___ AVAILABLE DATA

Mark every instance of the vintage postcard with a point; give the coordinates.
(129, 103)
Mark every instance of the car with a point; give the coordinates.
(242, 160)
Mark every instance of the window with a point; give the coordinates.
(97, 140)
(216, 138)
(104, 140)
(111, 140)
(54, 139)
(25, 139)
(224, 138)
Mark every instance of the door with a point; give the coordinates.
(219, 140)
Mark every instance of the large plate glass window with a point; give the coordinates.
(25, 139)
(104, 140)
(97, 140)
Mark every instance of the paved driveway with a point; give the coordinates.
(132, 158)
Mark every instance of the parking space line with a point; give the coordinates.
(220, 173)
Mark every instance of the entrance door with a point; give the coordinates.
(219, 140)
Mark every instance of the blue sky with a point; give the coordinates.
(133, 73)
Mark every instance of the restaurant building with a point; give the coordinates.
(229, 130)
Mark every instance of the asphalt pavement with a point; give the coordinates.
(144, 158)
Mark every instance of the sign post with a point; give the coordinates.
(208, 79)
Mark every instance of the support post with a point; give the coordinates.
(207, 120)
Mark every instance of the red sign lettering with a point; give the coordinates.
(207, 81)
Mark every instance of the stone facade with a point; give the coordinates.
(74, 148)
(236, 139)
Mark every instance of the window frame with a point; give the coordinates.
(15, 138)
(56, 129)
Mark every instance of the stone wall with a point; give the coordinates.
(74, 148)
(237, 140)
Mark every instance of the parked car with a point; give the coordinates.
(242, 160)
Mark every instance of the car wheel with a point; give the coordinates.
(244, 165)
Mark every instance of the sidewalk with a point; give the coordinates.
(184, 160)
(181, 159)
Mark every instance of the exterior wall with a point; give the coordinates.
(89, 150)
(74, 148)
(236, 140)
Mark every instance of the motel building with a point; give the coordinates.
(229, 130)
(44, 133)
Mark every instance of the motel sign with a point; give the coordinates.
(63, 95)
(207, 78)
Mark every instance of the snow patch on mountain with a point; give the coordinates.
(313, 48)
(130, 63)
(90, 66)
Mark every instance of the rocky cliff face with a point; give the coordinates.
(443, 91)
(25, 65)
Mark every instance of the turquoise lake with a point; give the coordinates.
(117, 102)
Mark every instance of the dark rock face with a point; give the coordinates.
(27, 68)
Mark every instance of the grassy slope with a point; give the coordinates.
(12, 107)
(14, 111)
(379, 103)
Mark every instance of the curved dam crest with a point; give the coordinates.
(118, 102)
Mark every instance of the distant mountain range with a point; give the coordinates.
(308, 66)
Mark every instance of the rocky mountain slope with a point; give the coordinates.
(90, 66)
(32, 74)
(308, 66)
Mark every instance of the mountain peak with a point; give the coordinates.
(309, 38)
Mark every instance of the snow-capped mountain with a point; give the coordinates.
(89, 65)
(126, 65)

______

Without omitting anything, retype all of the material above exactly.

◆ EXERCISE OUTPUT
Mark every instance of the vintage postcard with a point; give the coordinates.
(129, 103)
Mark every instance of the car with a point; give the coordinates.
(242, 160)
Mark every instance of the window with a point; give the coordinates.
(97, 140)
(216, 138)
(104, 140)
(111, 140)
(54, 139)
(25, 139)
(224, 138)
Mark every instance of the door with a point; give the coordinates.
(219, 140)
Mark every instance of the large plate glass window with a point; give the coordinates.
(25, 139)
(104, 140)
(97, 140)
Mark every instance of the paved driveway with a point; give the coordinates.
(132, 158)
Mark every instance of the parking space line with a point; give the coordinates.
(220, 173)
Mark every instance of the entrance door with a point; give the coordinates.
(219, 140)
Mark every instance of the blue sky with a point; give the coordinates.
(133, 73)
Mark every instance of the restaurant building with a point; give the coordinates.
(229, 130)
Mark every instance of the asphalt pavement with a point; give the coordinates.
(144, 158)
Mark every instance of the sign post with a point; give the coordinates.
(208, 79)
Mark every instance of the support post with a point; give the coordinates.
(207, 120)
Mark every instance of the red sign lettering with a point; give the coordinates.
(207, 81)
Mark every instance of the stone facade with a point; give the coordinates.
(74, 148)
(236, 139)
Mark every instance of the window frame with a point; give the coordinates.
(15, 138)
(56, 129)
Mark every instance of the stone wall with a point; give the coordinates.
(74, 148)
(237, 140)
Mark every instance of the parked car with a point; give the coordinates.
(242, 160)
Mark every instance of the car wheel with a point; give the coordinates.
(244, 165)
Mark every instance of the sidewalk with a point; give the coordinates.
(184, 160)
(181, 159)
Mark every instance of the exterior wall with a point; give the coordinates.
(89, 150)
(74, 148)
(236, 140)
Mark every instance of the motel building with a point; give the coordinates.
(229, 130)
(44, 133)
Mark every instance of the motel sign with a point; give the coordinates.
(63, 95)
(207, 78)
Mark every instance of the snow patch on mountain with a point; give the coordinates.
(313, 48)
(130, 63)
(90, 66)
Mark every instance of the rocky cliff face with a point; give the coordinates.
(443, 91)
(25, 65)
Mark every instance of the turquoise lake with a point; give the coordinates.
(117, 102)
Mark every instance of the dark rock face with a point; give the coordinates.
(27, 68)
Mark every instance of the grassy slope with a point; give the coordinates.
(12, 107)
(14, 111)
(379, 103)
Mark every instance of the curved dam crest with a point; give the coordinates.
(118, 102)
Mark every instance of the distant mountain range with a point; give the coordinates.
(308, 66)
Mark every instance of the rocky mountain slope with a point; give the coordinates.
(90, 66)
(32, 74)
(308, 66)
Mark every instance of the mountain peak with a point; give the coordinates.
(309, 38)
Mark every instance of the snow-capped mountain with a point; give the coordinates.
(89, 65)
(126, 65)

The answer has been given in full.